■ **ABOUT THIS EXERCISE**: Reproduce the entire listing exactly. Leave the pictures out.

■ **INFORMATION PROVIDED**:

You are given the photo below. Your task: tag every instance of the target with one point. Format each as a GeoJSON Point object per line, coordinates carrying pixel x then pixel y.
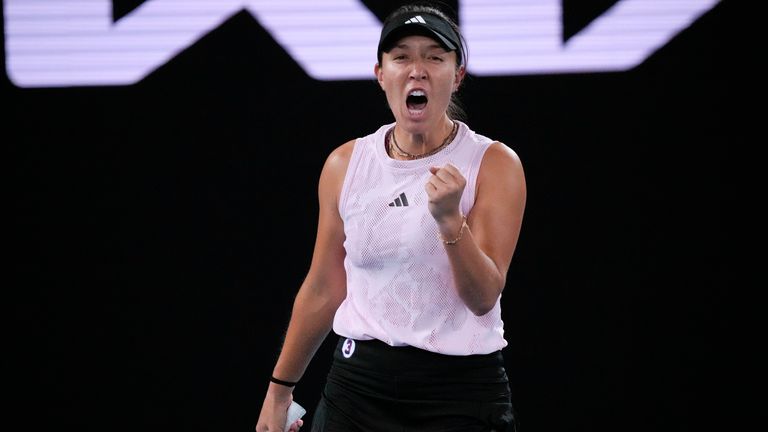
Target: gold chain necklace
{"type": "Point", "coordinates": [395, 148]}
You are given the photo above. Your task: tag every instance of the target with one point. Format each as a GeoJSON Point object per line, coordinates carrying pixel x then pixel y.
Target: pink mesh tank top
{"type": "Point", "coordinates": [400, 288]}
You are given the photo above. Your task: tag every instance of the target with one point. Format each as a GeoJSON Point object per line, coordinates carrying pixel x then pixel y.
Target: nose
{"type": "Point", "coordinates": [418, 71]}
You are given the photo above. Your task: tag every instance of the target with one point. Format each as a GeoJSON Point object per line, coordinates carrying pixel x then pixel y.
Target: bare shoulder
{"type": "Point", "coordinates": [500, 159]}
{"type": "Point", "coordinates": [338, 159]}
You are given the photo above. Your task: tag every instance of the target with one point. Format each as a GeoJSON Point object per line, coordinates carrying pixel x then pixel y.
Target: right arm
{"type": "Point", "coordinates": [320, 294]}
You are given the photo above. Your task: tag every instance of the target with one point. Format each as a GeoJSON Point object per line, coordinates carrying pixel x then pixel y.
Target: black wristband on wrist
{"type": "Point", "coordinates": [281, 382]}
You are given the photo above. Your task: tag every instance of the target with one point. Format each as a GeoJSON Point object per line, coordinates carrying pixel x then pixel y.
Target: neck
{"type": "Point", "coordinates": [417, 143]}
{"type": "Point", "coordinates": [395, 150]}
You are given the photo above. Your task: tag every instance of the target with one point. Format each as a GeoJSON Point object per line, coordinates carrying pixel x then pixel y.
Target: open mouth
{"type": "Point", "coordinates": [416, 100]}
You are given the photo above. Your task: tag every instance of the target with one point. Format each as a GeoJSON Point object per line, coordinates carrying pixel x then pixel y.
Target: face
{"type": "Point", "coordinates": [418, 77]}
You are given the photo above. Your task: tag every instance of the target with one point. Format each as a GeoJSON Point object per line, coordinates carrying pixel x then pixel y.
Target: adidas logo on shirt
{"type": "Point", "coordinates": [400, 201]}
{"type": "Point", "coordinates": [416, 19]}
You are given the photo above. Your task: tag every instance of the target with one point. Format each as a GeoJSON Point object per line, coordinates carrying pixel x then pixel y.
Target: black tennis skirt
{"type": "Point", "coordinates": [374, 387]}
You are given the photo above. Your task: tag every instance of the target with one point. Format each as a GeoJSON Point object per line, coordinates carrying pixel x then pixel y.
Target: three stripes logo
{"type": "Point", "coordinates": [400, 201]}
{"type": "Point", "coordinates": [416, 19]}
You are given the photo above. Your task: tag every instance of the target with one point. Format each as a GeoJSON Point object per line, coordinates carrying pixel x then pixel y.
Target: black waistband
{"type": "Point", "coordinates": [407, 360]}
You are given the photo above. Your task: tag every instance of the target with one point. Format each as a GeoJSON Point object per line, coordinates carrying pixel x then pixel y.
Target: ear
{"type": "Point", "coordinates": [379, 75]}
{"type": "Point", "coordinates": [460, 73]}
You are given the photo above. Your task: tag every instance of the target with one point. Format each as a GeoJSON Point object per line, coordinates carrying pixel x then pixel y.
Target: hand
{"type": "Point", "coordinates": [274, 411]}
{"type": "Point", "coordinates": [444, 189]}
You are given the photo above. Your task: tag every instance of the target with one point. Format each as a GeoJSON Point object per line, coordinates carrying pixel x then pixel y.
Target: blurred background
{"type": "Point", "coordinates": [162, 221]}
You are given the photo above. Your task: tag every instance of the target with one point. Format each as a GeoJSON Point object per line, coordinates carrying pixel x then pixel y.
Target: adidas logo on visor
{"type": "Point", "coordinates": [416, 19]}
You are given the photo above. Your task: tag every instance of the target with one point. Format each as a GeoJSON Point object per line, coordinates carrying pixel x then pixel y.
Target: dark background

■ **SOLUTION TO THIS PROBLEM**:
You are given the photo below. Your task: tag every instance of the target with one point. Format each as a GeoJSON Point object per line, coordinates carrying pixel x then pixel y.
Target: gold chain necklace
{"type": "Point", "coordinates": [395, 148]}
You are given the photo above. Your task: tag every instance of the target with one point. Format each as a GeoJSON Point object per line, coordinates carrying pixel x then pixel y.
Target: pink mesh tank top
{"type": "Point", "coordinates": [400, 288]}
You are given the photo above. Your task: tag every instance of the target with one point. Format each as a GeoJSON Point object per line, coordinates carrying pixel x then pixel y.
Target: nose
{"type": "Point", "coordinates": [418, 71]}
You are given the photo above. Your task: tag every instance of the target with one point. Format each as a GeoJSON Point object per line, coordinates carrying pixel x then pixel y.
Target: bare shoulder
{"type": "Point", "coordinates": [500, 159]}
{"type": "Point", "coordinates": [338, 159]}
You are given the photo above. Your task: tag every instance of the target with one point. Format each as a GeoJSON Point object per line, coordinates carrying pixel x then pixel y.
Target: right arm
{"type": "Point", "coordinates": [320, 294]}
You are given the photo above. Your task: tag every instance of the target with one point. Format each as a GeoJSON Point object per line, coordinates carrying pixel x then pixel y.
Target: black wristband on wrist
{"type": "Point", "coordinates": [281, 382]}
You are given the photo above. Your task: tag every instance of the target with one point. Format each as a GeoJSON Point object per line, coordinates carrying pixel x then pixel y.
Target: neck
{"type": "Point", "coordinates": [417, 143]}
{"type": "Point", "coordinates": [395, 150]}
You are given the photo above. Your task: tag every instance of the target with one point. Format each as a GeoJSON Point object per line, coordinates carrying pixel x then pixel y.
Target: open mouth
{"type": "Point", "coordinates": [416, 100]}
You are given the photo above. Your task: tag every instance of the target with one point. Format each as a GeoJSON Point object per line, coordinates carrying pixel x then pixel y.
Target: face
{"type": "Point", "coordinates": [418, 77]}
You are given the photo above. Your task: tag every instance of the target with one point. Format each as a GeoJSON Point object per line, coordinates carrying pixel x then pixel y.
Target: adidas logo on shirt
{"type": "Point", "coordinates": [400, 201]}
{"type": "Point", "coordinates": [416, 19]}
You are given the photo above. Your task: tag every instance of the target with one point. Format each as a GeoJSON Point object per line, coordinates carrying pixel x then pixel y.
Target: black tennis skirt
{"type": "Point", "coordinates": [374, 387]}
You are given the photo above. Your task: tag every instance of the target with one point. Format each as a GeoJSON Point object per line, coordinates carrying pixel x then pixel y.
Target: three stripes logo
{"type": "Point", "coordinates": [400, 201]}
{"type": "Point", "coordinates": [416, 19]}
You are given the photo above. Your task: tag every instance of the target with one point. Format each as a GeoJSON Point object per line, coordinates carrying pixel x then pixel y.
Target: black waistband
{"type": "Point", "coordinates": [407, 360]}
You are given the photo above. Your task: tag every instance of the target with one point. Format each as a GeoJSON Point object per line, coordinates carrying pixel x then pixel y.
Target: ear
{"type": "Point", "coordinates": [379, 75]}
{"type": "Point", "coordinates": [460, 73]}
You are given the photo above. Your task: tag every instance of the target with one point. Format each as a GeoJSON Point object per line, coordinates carrying pixel x then pixel y.
Target: hand
{"type": "Point", "coordinates": [274, 411]}
{"type": "Point", "coordinates": [444, 189]}
You are given the photo above. Your task: tag every instance of the target with one point. Format each as a GeoJSON Point object per line, coordinates carrying pixel x then pixel y.
Target: blurred background
{"type": "Point", "coordinates": [162, 221]}
You are given the photo above. Your task: tag every instance of the target with one point. Format each as a GeoJSON Point object per line, coordinates carrying pixel x then pixel y.
Target: adidas logo on visor
{"type": "Point", "coordinates": [416, 19]}
You are given the photo above. Your task: tag every instance of the target with one point. Format each as a GeoJSON Point object per line, coordinates carrying pixel x then pixel y.
Target: dark background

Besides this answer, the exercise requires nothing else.